**Working data**
'''
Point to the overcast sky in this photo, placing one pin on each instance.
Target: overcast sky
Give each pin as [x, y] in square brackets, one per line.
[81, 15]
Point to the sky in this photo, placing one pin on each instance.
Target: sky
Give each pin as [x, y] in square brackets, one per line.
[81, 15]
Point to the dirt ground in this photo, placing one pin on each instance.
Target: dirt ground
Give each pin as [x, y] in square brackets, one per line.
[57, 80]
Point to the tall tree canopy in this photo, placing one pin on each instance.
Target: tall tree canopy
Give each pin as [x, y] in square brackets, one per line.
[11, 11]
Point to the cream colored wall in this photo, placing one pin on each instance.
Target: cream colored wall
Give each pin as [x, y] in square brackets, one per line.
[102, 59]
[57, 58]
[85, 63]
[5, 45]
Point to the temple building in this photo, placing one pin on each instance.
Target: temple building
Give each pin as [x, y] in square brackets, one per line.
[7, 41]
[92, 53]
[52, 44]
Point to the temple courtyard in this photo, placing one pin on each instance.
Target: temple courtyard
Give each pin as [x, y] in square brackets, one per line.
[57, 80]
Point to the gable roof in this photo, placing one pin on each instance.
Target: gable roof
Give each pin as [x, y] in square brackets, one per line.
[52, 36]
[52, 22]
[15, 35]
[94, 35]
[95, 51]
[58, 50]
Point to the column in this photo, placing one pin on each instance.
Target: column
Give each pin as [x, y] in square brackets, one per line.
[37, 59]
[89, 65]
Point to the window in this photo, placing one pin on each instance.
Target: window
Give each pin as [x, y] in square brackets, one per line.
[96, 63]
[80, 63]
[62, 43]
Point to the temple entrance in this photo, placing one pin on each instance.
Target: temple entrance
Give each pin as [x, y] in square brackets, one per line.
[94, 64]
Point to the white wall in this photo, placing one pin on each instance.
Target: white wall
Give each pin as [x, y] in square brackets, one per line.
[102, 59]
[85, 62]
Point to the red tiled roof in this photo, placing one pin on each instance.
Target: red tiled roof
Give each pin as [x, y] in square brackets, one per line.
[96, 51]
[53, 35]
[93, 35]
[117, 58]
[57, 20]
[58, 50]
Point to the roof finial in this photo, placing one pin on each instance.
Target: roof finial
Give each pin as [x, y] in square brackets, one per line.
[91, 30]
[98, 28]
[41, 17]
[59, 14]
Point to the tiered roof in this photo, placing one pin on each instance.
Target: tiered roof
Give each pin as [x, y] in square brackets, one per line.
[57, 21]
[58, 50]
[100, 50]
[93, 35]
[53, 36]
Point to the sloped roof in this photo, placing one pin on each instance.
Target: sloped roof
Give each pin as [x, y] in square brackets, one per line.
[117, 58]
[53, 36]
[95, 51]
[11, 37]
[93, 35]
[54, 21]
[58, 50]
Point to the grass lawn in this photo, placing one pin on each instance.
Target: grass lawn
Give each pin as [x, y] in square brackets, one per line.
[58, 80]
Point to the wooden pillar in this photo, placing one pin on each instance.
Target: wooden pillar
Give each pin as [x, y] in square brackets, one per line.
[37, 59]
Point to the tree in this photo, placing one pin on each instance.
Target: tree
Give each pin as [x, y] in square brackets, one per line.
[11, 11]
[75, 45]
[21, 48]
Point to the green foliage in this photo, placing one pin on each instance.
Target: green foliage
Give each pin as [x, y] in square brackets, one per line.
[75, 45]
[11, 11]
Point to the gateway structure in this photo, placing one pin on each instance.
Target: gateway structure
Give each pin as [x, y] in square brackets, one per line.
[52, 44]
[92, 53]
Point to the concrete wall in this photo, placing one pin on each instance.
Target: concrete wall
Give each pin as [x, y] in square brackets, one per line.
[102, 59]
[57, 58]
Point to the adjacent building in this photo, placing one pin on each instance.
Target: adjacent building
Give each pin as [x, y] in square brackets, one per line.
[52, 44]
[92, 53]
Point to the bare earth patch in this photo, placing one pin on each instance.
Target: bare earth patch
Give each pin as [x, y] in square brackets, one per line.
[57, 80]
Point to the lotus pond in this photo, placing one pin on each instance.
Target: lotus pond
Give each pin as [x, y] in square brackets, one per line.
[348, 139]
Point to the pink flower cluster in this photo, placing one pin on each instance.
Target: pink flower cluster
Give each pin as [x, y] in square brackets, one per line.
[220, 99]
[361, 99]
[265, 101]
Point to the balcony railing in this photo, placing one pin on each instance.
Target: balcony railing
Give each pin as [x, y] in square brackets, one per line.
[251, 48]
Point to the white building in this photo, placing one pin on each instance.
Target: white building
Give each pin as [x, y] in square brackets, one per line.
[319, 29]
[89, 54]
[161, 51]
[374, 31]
'''
Give the lines exactly as they stand, from the line with "Point to the lotus" through the end of the material.

**Response below**
Point to the lotus pond in this photo, placing one pin on each instance.
Target: lotus pond
Give each pin as [x, y] in square brackets, one per line.
[348, 139]
Point to the pink flower cluster in this photo, placing one pin on each instance.
Target: pink flower cluster
Give each pin as [x, y] in square brackets, one per line.
[220, 99]
[361, 99]
[265, 101]
Point to the balcony railing in this photo, placing one pin on each instance.
Target: balcony railing
Give each pin as [x, y] in square brackets, one per line.
[251, 48]
Point to the white building in this photo, placing one pin on each instance.
Target: white building
Give each pin as [x, y] in square brackets, one per line.
[319, 29]
[89, 54]
[161, 51]
[374, 31]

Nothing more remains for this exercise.